Passage –
┄┄┄┄┄┄
Apelin-13 was recently proposed as an alternative to the recommended β-adrenergic drugs for supporting endotoxin-induced myocardial dysfunction. Since Apelin-13 signals through its receptor (Apelin peptide jejunum) to exert singular inotropic/vasotropic actions and to optimize body fluid balance, this candidate pathway might benefit septic shock management. Whether the newly discovered ELABELA (ELA), a second endogenous ligand of the Apelin peptide jejunum receptor highly expressed in the kidney, further improves cardio-renal impairment remains unknown.

Design, Setting, and Subjects:

Interventional study in a rat model of septic shock (128 adult males) to assess the effects of ELA and Apelin-13 on vascular and cardio-renal function. Experiments were performed in a tertiary care University-based research institute.

Interventions:

Polymicrobial sepsis-induced cardiac dysfunction was produced by cecal ligation puncture to assess hemodynamic efficacy, cardioprotection, and biomechanics under acute or continuous infusions of the apelinergic agonists ELA or Apelin-13 (39 and 15 µg/kg/hr, respectively) versus normal saline.

Measurements and Main Results:

Apelinergic agonists improved 72-hour survival after sepsis induction, with ELA providing the best clinical outcome after 24 hours. Apelinergic agonist infusion counteracted cecal ligation puncture–induced myocardial dysfunction by improving left ventricular pressure-volume relationship. ELA-treated cecal ligation puncture rats were the only group to 1) display a significant improvement in left ventricular filling as shown by increased E-wave velocity and left ventricular end-diastolic volume, 2) exhibit a higher plasma volume, and 3) limit kidney injury and free-water clearance. These beneficial renal effects were superior to Apelin-13, likely because full-length ELA enabled a distinctive regulation of pituitary vasopressin release.
┄┄┄┄┄┄
Data extract –
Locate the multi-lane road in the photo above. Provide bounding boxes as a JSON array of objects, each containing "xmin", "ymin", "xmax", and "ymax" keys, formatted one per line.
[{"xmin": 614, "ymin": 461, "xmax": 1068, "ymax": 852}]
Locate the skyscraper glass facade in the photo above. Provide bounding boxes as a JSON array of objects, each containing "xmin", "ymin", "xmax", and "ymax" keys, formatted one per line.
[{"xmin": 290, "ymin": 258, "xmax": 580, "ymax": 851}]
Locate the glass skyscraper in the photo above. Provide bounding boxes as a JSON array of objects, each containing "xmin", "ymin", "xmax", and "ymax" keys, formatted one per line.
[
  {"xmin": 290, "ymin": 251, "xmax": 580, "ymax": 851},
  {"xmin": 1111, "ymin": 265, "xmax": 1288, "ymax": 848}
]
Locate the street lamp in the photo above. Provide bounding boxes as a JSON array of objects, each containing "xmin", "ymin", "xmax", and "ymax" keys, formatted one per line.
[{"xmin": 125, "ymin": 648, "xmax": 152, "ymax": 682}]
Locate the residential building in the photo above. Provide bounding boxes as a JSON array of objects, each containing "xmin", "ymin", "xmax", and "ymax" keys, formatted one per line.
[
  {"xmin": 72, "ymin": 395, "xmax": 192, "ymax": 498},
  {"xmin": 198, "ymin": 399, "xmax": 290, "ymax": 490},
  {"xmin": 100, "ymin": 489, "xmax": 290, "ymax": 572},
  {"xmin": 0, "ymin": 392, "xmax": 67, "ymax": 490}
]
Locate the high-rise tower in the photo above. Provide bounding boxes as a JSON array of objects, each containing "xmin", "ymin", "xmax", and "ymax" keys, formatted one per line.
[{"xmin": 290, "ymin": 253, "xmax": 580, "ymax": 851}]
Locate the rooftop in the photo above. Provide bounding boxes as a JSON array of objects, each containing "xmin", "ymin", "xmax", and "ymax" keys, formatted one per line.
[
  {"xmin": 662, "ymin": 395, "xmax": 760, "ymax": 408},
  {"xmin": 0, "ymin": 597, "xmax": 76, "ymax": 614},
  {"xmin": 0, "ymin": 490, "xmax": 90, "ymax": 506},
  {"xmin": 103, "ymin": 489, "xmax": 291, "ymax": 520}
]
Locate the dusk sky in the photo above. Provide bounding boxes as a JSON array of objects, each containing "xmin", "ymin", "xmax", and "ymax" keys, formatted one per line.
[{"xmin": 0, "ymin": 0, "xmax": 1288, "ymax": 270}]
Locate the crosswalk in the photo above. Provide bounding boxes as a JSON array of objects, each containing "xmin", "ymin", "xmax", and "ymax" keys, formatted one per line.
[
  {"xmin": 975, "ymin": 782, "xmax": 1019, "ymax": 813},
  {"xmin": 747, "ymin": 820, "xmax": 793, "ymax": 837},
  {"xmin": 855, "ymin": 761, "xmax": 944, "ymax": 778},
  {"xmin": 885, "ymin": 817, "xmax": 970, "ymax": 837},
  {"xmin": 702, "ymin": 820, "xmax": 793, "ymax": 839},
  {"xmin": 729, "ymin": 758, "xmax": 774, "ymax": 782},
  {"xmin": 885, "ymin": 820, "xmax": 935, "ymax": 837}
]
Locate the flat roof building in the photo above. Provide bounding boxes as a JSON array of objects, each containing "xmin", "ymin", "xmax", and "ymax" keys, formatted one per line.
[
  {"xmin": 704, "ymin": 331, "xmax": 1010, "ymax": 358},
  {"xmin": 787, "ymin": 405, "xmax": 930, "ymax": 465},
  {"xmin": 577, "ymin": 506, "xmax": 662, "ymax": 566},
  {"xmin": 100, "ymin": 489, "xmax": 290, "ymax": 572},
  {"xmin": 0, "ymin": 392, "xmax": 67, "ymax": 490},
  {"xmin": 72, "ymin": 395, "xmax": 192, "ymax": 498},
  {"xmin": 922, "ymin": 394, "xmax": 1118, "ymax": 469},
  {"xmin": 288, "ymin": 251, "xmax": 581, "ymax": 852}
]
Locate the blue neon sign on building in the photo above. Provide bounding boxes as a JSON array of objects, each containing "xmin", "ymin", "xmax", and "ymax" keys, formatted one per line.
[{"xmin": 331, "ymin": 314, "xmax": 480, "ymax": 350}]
┄┄┄┄┄┄
Required tasks –
1. List the section headings in the septic shock abstract.
2. In the septic shock abstract, what infusion rate is given for ELA?
3. Write out the septic shock abstract from "Apelinergic agonists improved" to "pituitary vasopressin release.".

Responses by task –
1.
Design, Setting, and Subjects
Interventions
Measurements and Main Results

2. 39 µg/kg/hr

3.
Apelinergic agonists improved 72-hour survival after sepsis induction, with ELA providing the best clinical outcome after 24 hours. Apelinergic agonist infusion counteracted cecal ligation puncture–induced myocardial dysfunction by improving left ventricular pressure-volume relationship. ELA-treated cecal ligation puncture rats were the only group to 1) display a significant improvement in left ventricular filling as shown by increased E-wave velocity and left ventricular end-diastolic volume, 2) exhibit a higher plasma volume, and 3) limit kidney injury and free-water clearance. These beneficial renal effects were superior to Apelin-13, likely because full-length ELA enabled a distinctive regulation of pituitary vasopressin release.